### Required work
Copy out the rows below word for word, leaving out the pictures.
---*---
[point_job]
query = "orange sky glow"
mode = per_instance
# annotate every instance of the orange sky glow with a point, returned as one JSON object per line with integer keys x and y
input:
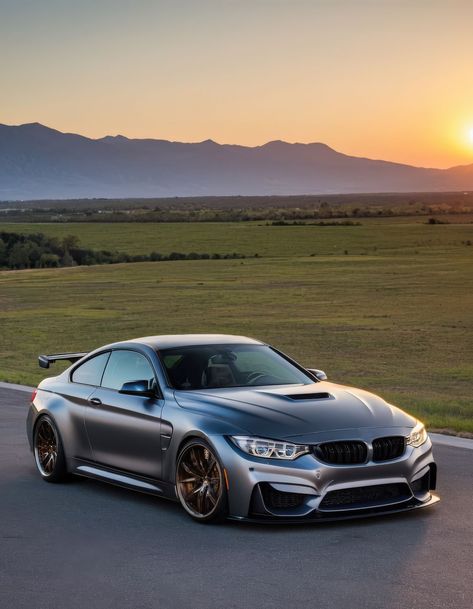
---*---
### Exercise result
[point_job]
query = "orange sky glow"
mode = per_instance
# annotate every instance of the orange sky glow with a point, returned as one JSON object per line with integer keys x and y
input:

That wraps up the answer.